A Prodigal Son: Brooks Williams Plays the Role of Americana Ambassador
It’s rare that the title of this column carries a double meaning, but in the case of that traipsing troubadour Brooks Williams, the underlying message comes to the fore. Williams is, after all, an American transplant who currently makes his home in the U.K. – literally Americana abroad. It’s significant, then, that he still purveys a sound commonly associated with his native soil – that is, traditional folk and blues.
Williams hails from Statesboro, Georgia, a town that loaned its name to one of the most searing blues tunes in bluesman Blind Willie McTell’s classic catalog, “Statesboro Blues.” And that rich, rootsy sound is an integral part of Williams’ stock and trade.
Though he was bred in Georgia, Williams’ career grew in Boston while he was still in his late teens. He gradually expanded his reach by playing the clubs and coffeehouses of New England and New York, developing his affable style and an intuitive insight into the revered roots music tradition handed down to him by artists who had come before.
Therein lies the irony. While Williams has been well-received in Great Britain, he’s still sadly unappreciated back home. It’s not through lack of trying, however. He has no less than 20 solo albums to his credit, along with several compilations and a pair of collaborations with former Bible frontman Boo Hewardine that they’ve appropriately dubbed State of the Union.

__Recorded data__.
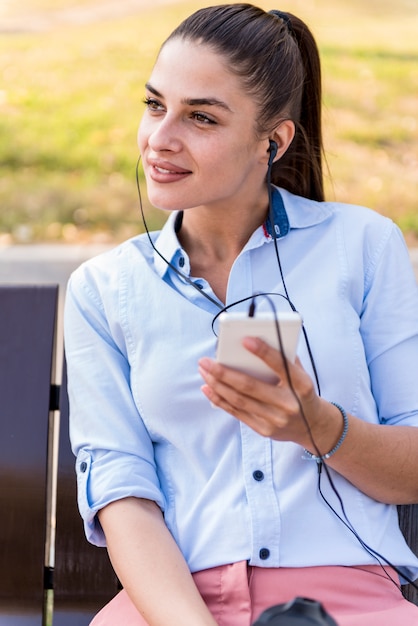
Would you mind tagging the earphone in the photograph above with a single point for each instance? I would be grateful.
(273, 148)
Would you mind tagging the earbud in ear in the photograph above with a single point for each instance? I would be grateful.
(273, 147)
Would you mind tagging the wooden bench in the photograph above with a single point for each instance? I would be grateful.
(41, 571)
(47, 568)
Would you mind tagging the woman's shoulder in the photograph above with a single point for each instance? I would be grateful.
(304, 212)
(106, 271)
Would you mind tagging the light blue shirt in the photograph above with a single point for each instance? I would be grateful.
(140, 425)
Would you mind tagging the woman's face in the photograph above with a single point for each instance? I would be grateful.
(197, 137)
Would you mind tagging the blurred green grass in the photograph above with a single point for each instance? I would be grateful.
(71, 100)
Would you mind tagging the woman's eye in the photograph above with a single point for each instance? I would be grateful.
(152, 104)
(203, 118)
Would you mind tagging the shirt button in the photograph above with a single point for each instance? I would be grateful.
(264, 554)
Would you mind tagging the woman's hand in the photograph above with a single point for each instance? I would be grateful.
(282, 411)
(382, 461)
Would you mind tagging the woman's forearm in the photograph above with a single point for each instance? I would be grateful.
(150, 566)
(382, 461)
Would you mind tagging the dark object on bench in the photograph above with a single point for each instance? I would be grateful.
(83, 579)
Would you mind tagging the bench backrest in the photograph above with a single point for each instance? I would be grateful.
(27, 334)
(83, 578)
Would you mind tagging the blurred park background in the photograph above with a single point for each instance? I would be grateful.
(71, 87)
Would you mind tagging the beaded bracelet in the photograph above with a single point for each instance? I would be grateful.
(308, 456)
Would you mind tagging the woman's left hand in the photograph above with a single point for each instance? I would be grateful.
(272, 410)
(380, 460)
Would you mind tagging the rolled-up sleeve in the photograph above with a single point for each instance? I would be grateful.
(390, 331)
(114, 453)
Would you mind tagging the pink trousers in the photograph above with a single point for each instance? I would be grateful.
(237, 594)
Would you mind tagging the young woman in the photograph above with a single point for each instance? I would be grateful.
(217, 494)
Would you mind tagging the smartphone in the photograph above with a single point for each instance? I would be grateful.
(233, 327)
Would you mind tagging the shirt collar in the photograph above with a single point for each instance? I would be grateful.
(289, 211)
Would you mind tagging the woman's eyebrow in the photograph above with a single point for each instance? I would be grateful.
(192, 101)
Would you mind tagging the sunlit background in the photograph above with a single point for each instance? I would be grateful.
(71, 89)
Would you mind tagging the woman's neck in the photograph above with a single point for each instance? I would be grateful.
(214, 239)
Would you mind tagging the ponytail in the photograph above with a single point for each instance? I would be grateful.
(300, 170)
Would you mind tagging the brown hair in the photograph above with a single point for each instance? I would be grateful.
(276, 57)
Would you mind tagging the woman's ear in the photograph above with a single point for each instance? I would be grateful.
(283, 136)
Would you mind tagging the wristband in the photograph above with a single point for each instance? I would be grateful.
(308, 456)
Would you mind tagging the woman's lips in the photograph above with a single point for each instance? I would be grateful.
(165, 172)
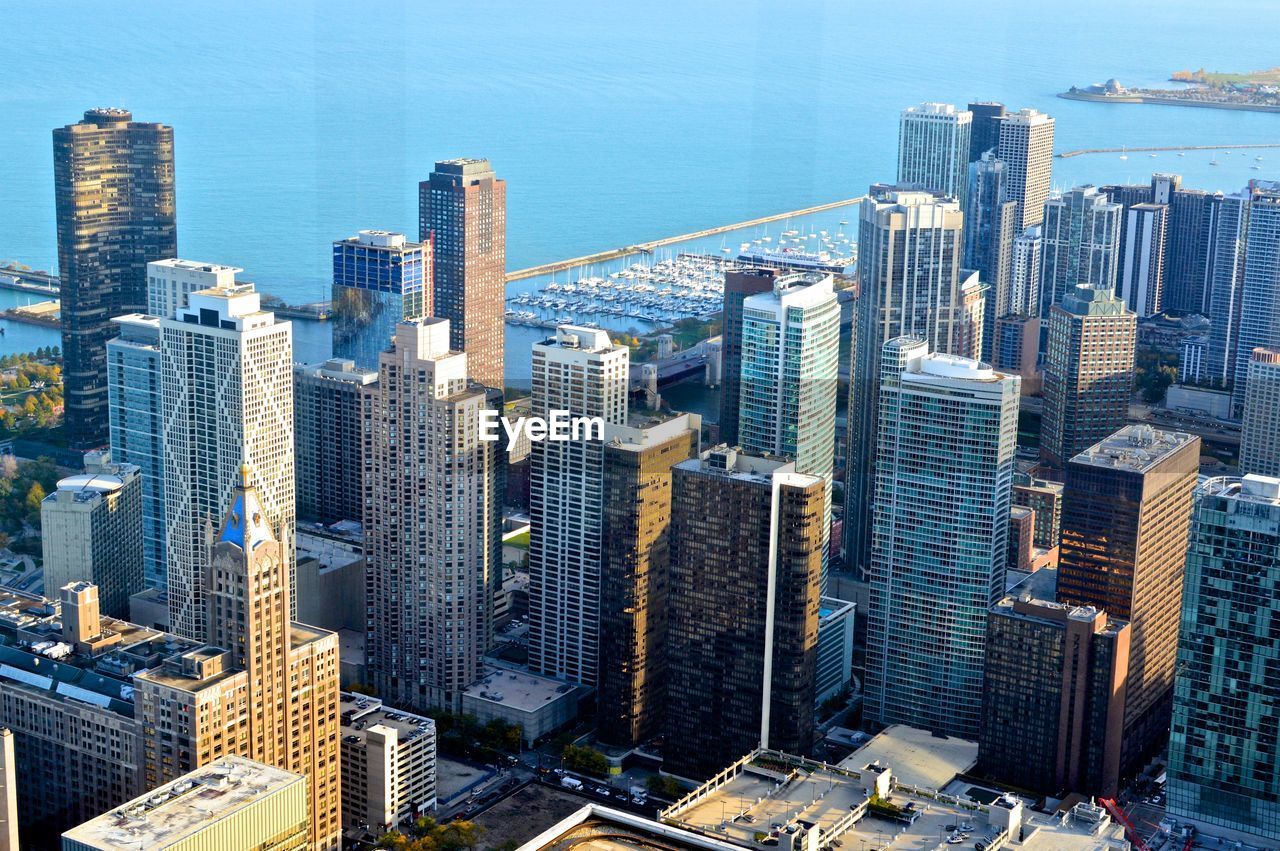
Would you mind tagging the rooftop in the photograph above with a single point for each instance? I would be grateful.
(917, 756)
(35, 657)
(1136, 448)
(170, 813)
(769, 788)
(360, 713)
(517, 689)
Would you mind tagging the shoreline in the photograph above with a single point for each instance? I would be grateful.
(1168, 101)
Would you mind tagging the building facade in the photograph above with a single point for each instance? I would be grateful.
(1260, 284)
(433, 521)
(379, 280)
(91, 530)
(137, 428)
(1082, 245)
(388, 765)
(944, 477)
(1260, 435)
(910, 247)
(933, 143)
(1125, 512)
(329, 438)
(462, 211)
(745, 557)
(1054, 692)
(1027, 150)
(739, 284)
(227, 397)
(1088, 373)
(115, 210)
(1142, 262)
(579, 371)
(635, 571)
(1223, 772)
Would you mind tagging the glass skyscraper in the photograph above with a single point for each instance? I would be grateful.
(944, 486)
(379, 280)
(1223, 767)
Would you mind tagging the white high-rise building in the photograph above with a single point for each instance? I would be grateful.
(227, 384)
(944, 486)
(433, 521)
(170, 282)
(1082, 245)
(790, 371)
(933, 149)
(1024, 293)
(579, 371)
(1027, 149)
(1260, 435)
(137, 428)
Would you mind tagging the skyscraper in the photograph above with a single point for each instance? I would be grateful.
(944, 477)
(137, 428)
(739, 284)
(635, 571)
(91, 531)
(579, 371)
(1223, 771)
(1192, 228)
(1082, 245)
(1088, 371)
(329, 439)
(227, 393)
(462, 211)
(1125, 509)
(433, 521)
(114, 191)
(379, 280)
(1260, 284)
(743, 632)
(172, 280)
(909, 248)
(988, 236)
(1224, 283)
(790, 370)
(1024, 288)
(1052, 692)
(1142, 262)
(984, 135)
(1027, 150)
(1260, 437)
(933, 149)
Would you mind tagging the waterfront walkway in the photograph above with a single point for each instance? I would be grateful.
(1082, 151)
(648, 247)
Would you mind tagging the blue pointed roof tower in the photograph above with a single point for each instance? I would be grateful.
(246, 524)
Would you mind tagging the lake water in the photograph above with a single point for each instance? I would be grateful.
(301, 122)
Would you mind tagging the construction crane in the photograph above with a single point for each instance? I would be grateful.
(1119, 815)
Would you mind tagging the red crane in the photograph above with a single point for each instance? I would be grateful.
(1119, 815)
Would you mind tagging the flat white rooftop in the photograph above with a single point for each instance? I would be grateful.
(165, 815)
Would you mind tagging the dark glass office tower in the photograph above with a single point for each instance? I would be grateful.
(739, 284)
(745, 553)
(464, 207)
(1125, 513)
(984, 133)
(114, 190)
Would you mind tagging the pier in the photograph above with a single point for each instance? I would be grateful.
(1066, 155)
(648, 247)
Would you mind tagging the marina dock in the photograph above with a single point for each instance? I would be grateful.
(1066, 155)
(649, 247)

__Direction 1__. In the Brooks Williams article, what name did Williams and Boo Hewardine give their pair of collaborations?
__Direction 2__. Please carry on the Brooks Williams article, starting after its final sentence.

__Expected answer 1__. State of the Union

__Expected answer 2__.
“My tours in the U.K. and Europe are vital to my music,” Williams told me in a recent interview. “Years ago I literally found my ‘voice’ on U.K. festival stages, in Irish singer-songwriter bars, and in the blues clubs of The Netherlands and Belgium. These audiences know their Americana – in many ways even better than we do – and they reflected that back to me, by their response, by what I sounded like. For example, as I was born in Statesboro, Georgia, they were looking for a little bit of that Georgia groove in my songs. Since I now live in the U.K. and tour at least half the year in both the U.K. and Europe, my shows here keep me on the high road – or perhaps I should say, on the low-down and dirty road.”
The English guitarist Martin Simpson says of Williams, “I’ve known Brooks for many years. He’s a lovely player, a lovely singer, and a great writer and a lovely man. The real thing.”
The British folk journal Dirty Linen praised him, claiming, “A consummate artist, Williams ranks among America’s musical treasures.” The influential magazine Americana UK summed him up succinctly by simply stating that “Williams is impossible not to like.”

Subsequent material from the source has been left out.